>>>

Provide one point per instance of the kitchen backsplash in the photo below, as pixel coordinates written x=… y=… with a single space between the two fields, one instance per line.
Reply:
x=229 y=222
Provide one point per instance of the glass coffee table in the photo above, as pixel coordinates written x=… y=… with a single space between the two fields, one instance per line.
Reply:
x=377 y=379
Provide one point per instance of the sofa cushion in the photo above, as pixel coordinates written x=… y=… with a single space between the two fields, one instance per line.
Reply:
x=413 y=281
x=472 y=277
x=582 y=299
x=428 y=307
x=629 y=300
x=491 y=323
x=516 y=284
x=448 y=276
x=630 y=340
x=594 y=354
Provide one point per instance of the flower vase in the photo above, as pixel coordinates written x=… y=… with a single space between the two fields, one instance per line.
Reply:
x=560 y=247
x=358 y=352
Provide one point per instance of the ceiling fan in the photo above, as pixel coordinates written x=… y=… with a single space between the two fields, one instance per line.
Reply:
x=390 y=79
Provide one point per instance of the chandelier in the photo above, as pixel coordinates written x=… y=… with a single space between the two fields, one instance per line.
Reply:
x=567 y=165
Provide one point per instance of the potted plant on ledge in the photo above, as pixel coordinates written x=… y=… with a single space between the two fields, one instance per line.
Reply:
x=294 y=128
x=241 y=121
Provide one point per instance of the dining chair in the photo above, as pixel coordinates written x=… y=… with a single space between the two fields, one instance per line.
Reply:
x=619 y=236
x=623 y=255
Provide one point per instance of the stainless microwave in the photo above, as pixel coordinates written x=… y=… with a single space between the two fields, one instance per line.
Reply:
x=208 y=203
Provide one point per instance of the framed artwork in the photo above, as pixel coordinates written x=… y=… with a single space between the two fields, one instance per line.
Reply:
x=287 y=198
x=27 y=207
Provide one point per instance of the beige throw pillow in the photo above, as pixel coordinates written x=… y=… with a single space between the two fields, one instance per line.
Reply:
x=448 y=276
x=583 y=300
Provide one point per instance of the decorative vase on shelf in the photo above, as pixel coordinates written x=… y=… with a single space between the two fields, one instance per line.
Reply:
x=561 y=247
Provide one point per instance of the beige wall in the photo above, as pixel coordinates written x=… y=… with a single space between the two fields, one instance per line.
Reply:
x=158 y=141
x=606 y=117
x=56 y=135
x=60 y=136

<<<

Extract every line of the data above verbatim, in the original order and with nothing changed.

Provide one point per instance of the kitchen backsplash in the photo below, as pixel coordinates written x=… y=… with a single space between the two fields, one instance per line.
Reply:
x=229 y=222
Provide one point per instance of the glass coffee table in the photo above, as pixel coordinates written x=… y=… with a single space between the two fields, one instance per line.
Reply:
x=377 y=379
Provide one point per instance of the sofa cushion in the photo above, as pixel coordinates written x=… y=… with a single space between the two fields, one instance per line.
Reply:
x=413 y=281
x=472 y=277
x=582 y=299
x=428 y=307
x=629 y=300
x=491 y=323
x=516 y=284
x=448 y=276
x=630 y=340
x=594 y=354
Provide one point per instance of the flower vase in the photo above, as pixel coordinates written x=… y=… with a single space between the two fields, one instance per line.
Reply:
x=560 y=247
x=358 y=352
Provide one point per instance of the ceiling fan in the photo above, as pixel coordinates written x=… y=… with a single space between the two fields, one instance per line.
Reply:
x=390 y=79
Provide one point per instance of the chandelier in the photo above, as pixel coordinates written x=… y=… with a single space between the two fields, one instance per line.
Reply:
x=567 y=165
Provide one point per instance of the potted plant on ledge in the photo above, as pixel coordinates written x=… y=… with a single space between the two fields, one instance per line.
Reply:
x=294 y=128
x=241 y=121
Provide one point per instance of the dining chair in the photo above, as pixel coordinates written x=… y=… with a single space between the two fields, one instance per line.
Reply:
x=619 y=236
x=623 y=255
Provide one point per instance of the stainless microwave in the photo above, as pixel coordinates written x=… y=… with a single space between the two fields, one instance per line.
Reply:
x=208 y=203
Provide one point per instance of the framed artwork in the photo above, as pixel coordinates written x=… y=… with a single space between the two fields, one instance per line.
Reply:
x=287 y=198
x=27 y=207
Provide one point per instance of the beige throw pillow in the photo above, as pixel coordinates written x=… y=… with a single space between the two fields, one instance per line.
Reply:
x=448 y=276
x=583 y=300
Provide one point per instance of the decorative vase on shelf in the photo above, as pixel coordinates written x=… y=… with a single space between the two fields, one instance per line.
Reply:
x=561 y=247
Provide one point per instance of the beige wall in the photo above, as pixel coordinates written x=… y=… with a single space between the two fields, one instance per line.
Reply:
x=158 y=141
x=606 y=117
x=56 y=135
x=60 y=136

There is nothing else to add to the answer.